> [INPUT MATERIAL]

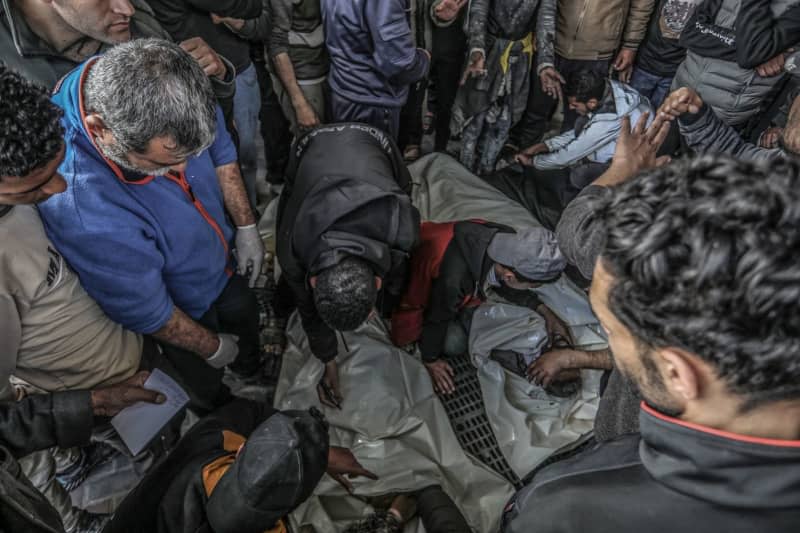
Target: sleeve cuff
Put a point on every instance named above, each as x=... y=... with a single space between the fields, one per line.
x=480 y=49
x=689 y=119
x=73 y=418
x=543 y=66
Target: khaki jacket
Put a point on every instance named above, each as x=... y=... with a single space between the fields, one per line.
x=595 y=29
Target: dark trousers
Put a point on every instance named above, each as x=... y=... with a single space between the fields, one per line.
x=411 y=117
x=447 y=65
x=274 y=125
x=541 y=106
x=235 y=311
x=385 y=118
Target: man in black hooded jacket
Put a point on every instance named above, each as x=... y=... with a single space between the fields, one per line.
x=346 y=227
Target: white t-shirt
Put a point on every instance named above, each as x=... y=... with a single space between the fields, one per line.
x=53 y=336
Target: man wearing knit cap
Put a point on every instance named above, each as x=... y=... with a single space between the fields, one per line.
x=242 y=469
x=451 y=270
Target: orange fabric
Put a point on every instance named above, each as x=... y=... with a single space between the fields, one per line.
x=213 y=471
x=721 y=433
x=180 y=179
x=426 y=260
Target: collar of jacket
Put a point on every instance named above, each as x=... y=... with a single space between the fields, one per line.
x=720 y=467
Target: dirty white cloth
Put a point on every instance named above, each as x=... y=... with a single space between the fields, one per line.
x=390 y=416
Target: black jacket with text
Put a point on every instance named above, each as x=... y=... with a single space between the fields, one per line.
x=346 y=194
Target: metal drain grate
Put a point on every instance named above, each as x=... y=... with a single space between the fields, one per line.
x=467 y=414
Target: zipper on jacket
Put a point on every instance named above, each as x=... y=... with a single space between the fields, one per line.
x=580 y=23
x=180 y=179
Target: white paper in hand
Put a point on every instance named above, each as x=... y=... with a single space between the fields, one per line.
x=139 y=423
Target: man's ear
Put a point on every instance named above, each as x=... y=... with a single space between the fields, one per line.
x=98 y=129
x=682 y=374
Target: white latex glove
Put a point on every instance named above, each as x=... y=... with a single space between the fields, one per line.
x=226 y=352
x=249 y=252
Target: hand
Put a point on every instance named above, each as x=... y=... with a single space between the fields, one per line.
x=684 y=100
x=551 y=82
x=546 y=368
x=636 y=149
x=109 y=401
x=205 y=56
x=476 y=67
x=341 y=463
x=554 y=325
x=226 y=353
x=526 y=156
x=233 y=23
x=249 y=252
x=306 y=116
x=625 y=75
x=624 y=60
x=332 y=397
x=770 y=137
x=442 y=376
x=447 y=10
x=773 y=67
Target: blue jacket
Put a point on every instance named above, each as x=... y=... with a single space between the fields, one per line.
x=140 y=244
x=373 y=56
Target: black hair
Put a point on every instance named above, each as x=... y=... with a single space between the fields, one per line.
x=345 y=294
x=703 y=256
x=31 y=134
x=583 y=85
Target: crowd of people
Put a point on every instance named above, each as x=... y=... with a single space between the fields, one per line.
x=656 y=142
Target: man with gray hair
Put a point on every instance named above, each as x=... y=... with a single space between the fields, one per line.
x=152 y=173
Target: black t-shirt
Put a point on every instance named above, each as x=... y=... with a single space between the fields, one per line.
x=660 y=53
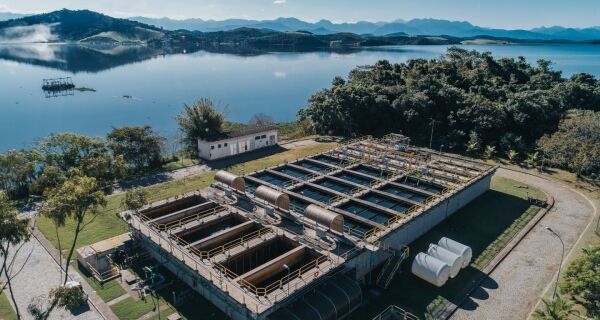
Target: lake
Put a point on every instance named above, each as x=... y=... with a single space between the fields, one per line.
x=137 y=87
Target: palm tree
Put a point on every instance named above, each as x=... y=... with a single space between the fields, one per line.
x=200 y=120
x=558 y=309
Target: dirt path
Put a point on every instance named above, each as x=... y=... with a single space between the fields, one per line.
x=515 y=286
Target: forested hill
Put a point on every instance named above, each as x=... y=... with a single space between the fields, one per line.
x=479 y=104
x=94 y=28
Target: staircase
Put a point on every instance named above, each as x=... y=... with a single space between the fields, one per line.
x=391 y=266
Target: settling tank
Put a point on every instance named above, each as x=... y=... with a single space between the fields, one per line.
x=430 y=269
x=464 y=251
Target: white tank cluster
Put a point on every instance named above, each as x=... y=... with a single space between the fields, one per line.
x=442 y=261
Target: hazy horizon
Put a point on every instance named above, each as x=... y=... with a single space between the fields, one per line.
x=510 y=14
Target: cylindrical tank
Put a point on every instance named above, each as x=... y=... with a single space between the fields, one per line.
x=453 y=260
x=430 y=269
x=464 y=251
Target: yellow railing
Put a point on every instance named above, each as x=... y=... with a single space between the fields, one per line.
x=197 y=216
x=285 y=279
x=231 y=244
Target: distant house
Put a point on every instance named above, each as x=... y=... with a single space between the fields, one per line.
x=236 y=142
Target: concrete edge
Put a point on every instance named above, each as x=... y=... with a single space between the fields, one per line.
x=104 y=311
x=451 y=308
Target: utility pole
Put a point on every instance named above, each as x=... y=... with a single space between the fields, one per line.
x=561 y=259
x=431 y=136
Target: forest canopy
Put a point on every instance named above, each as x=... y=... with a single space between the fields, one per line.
x=475 y=101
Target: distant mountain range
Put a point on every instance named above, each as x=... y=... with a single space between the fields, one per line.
x=431 y=27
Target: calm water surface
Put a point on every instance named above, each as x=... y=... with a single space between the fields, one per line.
x=156 y=86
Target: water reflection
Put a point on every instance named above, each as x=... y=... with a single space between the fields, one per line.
x=77 y=58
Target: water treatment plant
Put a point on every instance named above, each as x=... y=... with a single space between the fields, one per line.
x=302 y=239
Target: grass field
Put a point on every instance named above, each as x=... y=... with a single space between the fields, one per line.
x=6 y=310
x=487 y=224
x=107 y=291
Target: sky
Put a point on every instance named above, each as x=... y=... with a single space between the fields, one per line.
x=508 y=14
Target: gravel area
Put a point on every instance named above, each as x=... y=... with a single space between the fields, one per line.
x=39 y=275
x=515 y=286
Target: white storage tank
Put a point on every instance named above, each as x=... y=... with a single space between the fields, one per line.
x=430 y=269
x=464 y=251
x=453 y=260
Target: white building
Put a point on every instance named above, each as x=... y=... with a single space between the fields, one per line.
x=236 y=142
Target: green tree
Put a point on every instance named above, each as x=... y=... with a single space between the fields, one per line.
x=558 y=309
x=489 y=152
x=139 y=146
x=512 y=155
x=475 y=99
x=575 y=145
x=68 y=297
x=91 y=155
x=581 y=280
x=533 y=160
x=200 y=120
x=18 y=171
x=77 y=198
x=13 y=231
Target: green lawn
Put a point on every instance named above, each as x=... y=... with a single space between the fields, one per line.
x=6 y=310
x=131 y=309
x=486 y=224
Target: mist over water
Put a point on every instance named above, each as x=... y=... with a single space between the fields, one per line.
x=38 y=33
x=138 y=86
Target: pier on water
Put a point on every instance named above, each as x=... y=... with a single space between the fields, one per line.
x=58 y=87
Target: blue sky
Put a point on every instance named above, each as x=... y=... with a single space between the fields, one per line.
x=511 y=14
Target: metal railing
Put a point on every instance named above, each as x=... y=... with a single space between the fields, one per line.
x=231 y=244
x=185 y=220
x=395 y=313
x=279 y=284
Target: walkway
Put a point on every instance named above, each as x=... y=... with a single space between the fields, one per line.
x=40 y=274
x=516 y=285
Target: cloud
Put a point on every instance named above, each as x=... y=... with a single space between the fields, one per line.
x=280 y=74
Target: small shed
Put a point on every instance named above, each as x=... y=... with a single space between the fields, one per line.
x=237 y=142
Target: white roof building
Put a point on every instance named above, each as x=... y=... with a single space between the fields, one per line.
x=236 y=142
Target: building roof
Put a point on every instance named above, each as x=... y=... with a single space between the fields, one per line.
x=249 y=130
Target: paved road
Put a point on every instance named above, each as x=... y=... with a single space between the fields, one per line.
x=516 y=285
x=39 y=275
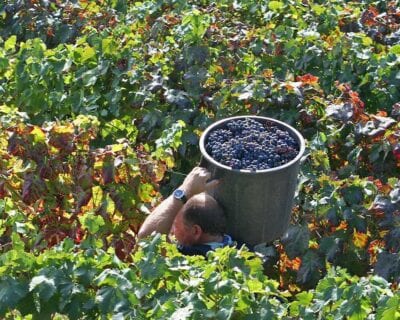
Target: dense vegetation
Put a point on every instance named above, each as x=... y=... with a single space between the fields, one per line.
x=101 y=108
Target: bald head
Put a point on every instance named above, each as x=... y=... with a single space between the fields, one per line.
x=204 y=210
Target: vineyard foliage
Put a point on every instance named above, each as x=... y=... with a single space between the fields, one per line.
x=101 y=107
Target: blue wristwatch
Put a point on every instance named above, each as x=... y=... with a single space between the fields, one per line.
x=180 y=195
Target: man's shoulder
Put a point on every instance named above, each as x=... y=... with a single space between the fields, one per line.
x=194 y=250
x=202 y=249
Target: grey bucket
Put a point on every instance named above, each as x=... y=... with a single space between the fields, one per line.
x=258 y=204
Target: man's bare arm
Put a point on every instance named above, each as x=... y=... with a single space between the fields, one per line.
x=162 y=218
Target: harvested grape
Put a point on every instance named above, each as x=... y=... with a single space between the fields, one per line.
x=252 y=145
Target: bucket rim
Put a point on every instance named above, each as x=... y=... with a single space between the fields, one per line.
x=295 y=132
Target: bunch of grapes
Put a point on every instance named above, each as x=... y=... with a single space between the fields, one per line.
x=252 y=145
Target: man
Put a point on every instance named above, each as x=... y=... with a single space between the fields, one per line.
x=191 y=215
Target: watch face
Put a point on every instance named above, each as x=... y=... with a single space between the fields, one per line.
x=179 y=194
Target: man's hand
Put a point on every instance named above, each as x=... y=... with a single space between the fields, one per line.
x=197 y=181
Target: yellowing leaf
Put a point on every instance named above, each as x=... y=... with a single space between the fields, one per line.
x=360 y=239
x=145 y=191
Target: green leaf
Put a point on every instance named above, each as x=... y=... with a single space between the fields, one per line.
x=395 y=49
x=275 y=5
x=310 y=268
x=390 y=309
x=11 y=292
x=296 y=240
x=10 y=43
x=44 y=286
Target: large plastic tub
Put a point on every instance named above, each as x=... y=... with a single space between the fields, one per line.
x=258 y=204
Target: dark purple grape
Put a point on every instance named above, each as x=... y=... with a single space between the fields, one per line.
x=252 y=145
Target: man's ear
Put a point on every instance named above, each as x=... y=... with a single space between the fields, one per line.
x=197 y=231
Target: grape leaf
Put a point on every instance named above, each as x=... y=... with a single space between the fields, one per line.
x=11 y=292
x=296 y=240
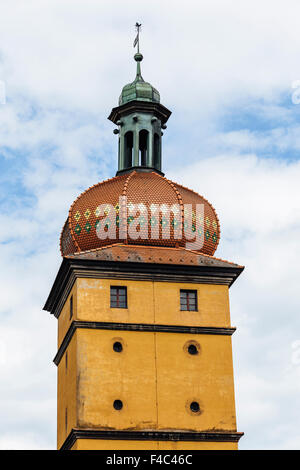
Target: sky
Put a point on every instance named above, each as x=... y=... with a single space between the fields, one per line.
x=230 y=73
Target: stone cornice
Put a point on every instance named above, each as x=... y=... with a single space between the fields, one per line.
x=187 y=436
x=71 y=269
x=199 y=330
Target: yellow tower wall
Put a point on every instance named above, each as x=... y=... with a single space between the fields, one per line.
x=154 y=376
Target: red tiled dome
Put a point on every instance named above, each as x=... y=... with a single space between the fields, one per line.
x=97 y=213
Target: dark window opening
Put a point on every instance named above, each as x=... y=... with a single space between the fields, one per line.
x=156 y=152
x=118 y=297
x=128 y=146
x=71 y=307
x=192 y=349
x=117 y=347
x=118 y=405
x=143 y=147
x=195 y=407
x=188 y=300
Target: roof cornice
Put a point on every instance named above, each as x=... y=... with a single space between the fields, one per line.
x=71 y=269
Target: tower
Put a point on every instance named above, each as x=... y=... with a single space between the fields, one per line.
x=144 y=336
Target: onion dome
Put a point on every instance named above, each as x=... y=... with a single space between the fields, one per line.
x=140 y=208
x=139 y=89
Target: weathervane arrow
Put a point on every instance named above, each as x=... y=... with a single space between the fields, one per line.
x=137 y=39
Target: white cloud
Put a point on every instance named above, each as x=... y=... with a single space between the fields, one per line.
x=63 y=68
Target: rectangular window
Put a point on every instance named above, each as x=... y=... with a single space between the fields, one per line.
x=118 y=297
x=71 y=307
x=188 y=300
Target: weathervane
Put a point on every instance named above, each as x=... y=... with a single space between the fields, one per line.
x=137 y=39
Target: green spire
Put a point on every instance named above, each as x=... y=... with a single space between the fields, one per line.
x=139 y=89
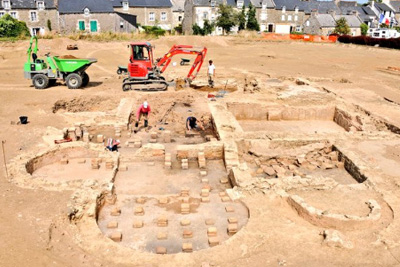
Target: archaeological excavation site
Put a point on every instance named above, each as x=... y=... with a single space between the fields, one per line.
x=290 y=169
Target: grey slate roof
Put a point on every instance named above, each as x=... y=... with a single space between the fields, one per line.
x=29 y=4
x=383 y=7
x=328 y=21
x=142 y=3
x=77 y=6
x=322 y=7
x=396 y=6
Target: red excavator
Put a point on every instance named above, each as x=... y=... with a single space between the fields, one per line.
x=145 y=73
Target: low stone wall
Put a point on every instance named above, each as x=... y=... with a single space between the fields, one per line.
x=334 y=220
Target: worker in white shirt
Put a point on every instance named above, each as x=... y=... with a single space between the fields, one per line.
x=211 y=74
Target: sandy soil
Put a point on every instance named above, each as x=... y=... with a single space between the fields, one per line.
x=34 y=228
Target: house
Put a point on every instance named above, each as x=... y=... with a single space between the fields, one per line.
x=93 y=16
x=147 y=12
x=324 y=24
x=365 y=13
x=38 y=14
x=177 y=12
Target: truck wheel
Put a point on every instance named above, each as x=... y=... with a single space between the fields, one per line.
x=40 y=81
x=85 y=79
x=74 y=81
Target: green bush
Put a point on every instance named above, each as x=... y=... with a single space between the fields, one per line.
x=10 y=27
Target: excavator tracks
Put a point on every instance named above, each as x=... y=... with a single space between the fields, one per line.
x=146 y=85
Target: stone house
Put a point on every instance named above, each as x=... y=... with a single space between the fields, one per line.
x=324 y=24
x=147 y=12
x=93 y=16
x=36 y=14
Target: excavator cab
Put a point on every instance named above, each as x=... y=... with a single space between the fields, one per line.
x=141 y=63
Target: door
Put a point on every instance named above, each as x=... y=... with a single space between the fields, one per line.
x=93 y=26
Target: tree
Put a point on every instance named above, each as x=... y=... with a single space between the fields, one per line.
x=226 y=18
x=364 y=28
x=252 y=23
x=342 y=27
x=10 y=27
x=49 y=24
x=242 y=19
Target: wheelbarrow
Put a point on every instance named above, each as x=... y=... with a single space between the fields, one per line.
x=122 y=70
x=184 y=61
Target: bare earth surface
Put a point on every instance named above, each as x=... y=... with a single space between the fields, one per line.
x=35 y=229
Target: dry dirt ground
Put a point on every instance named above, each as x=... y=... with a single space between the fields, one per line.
x=35 y=228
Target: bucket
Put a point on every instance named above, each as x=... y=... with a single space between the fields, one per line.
x=23 y=119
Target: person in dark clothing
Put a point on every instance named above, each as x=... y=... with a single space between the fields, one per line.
x=193 y=123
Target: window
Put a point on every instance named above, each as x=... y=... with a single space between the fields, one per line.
x=6 y=4
x=81 y=25
x=163 y=16
x=33 y=16
x=152 y=16
x=14 y=14
x=125 y=5
x=40 y=5
x=93 y=26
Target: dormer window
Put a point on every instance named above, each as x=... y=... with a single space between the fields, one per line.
x=40 y=5
x=125 y=5
x=86 y=12
x=6 y=4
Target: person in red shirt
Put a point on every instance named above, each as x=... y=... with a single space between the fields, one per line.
x=144 y=110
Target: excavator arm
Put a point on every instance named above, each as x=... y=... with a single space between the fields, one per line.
x=185 y=50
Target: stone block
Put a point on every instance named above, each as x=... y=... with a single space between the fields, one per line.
x=161 y=250
x=123 y=167
x=185 y=208
x=162 y=235
x=153 y=135
x=187 y=247
x=205 y=199
x=185 y=222
x=163 y=200
x=162 y=221
x=213 y=241
x=140 y=200
x=224 y=180
x=212 y=231
x=232 y=220
x=225 y=199
x=116 y=236
x=139 y=211
x=115 y=211
x=100 y=138
x=232 y=228
x=229 y=209
x=112 y=224
x=187 y=234
x=167 y=136
x=138 y=224
x=209 y=222
x=81 y=161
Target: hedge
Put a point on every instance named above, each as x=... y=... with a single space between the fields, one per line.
x=366 y=40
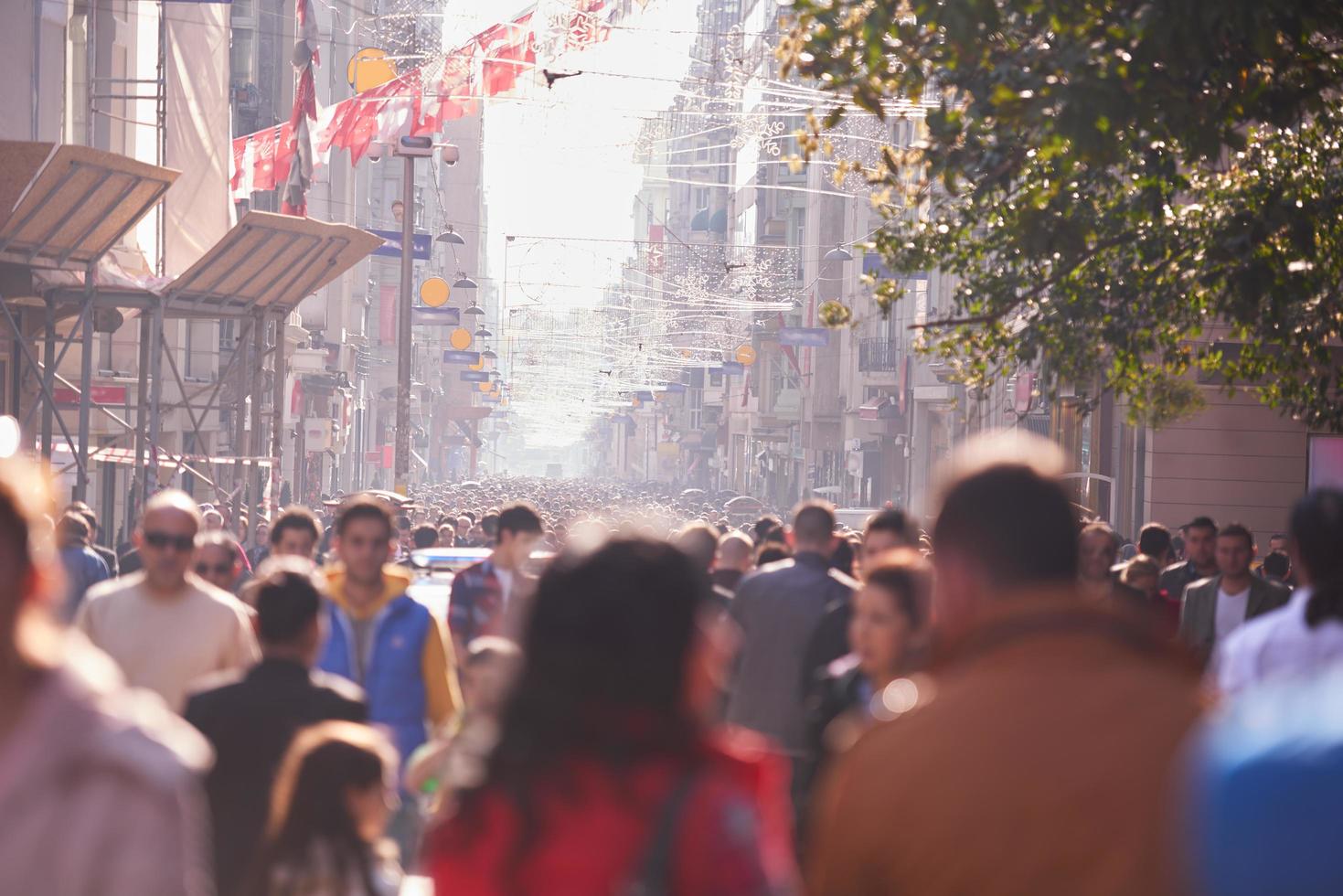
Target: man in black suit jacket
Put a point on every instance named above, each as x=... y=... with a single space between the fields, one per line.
x=251 y=718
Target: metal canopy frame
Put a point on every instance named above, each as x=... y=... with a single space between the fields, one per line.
x=63 y=208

> [WORK TO BE COMPLETED] Echo the records from the line containing "Target: small shed" through the line containing "x=249 y=130", both of those lines included.

> [PROBLEM SOLUTION]
Target: small shed
Put a point on every instance named above, each as x=... y=... with a single space between the fields, one per line.
x=237 y=142
Target: white roof building
Put a point on every instance named above, each as x=... y=... with a single space between the fields, one per line.
x=236 y=142
Target: building roof
Put a point on every instance named above, each as x=... y=... with a single space between the fields, one per line.
x=249 y=130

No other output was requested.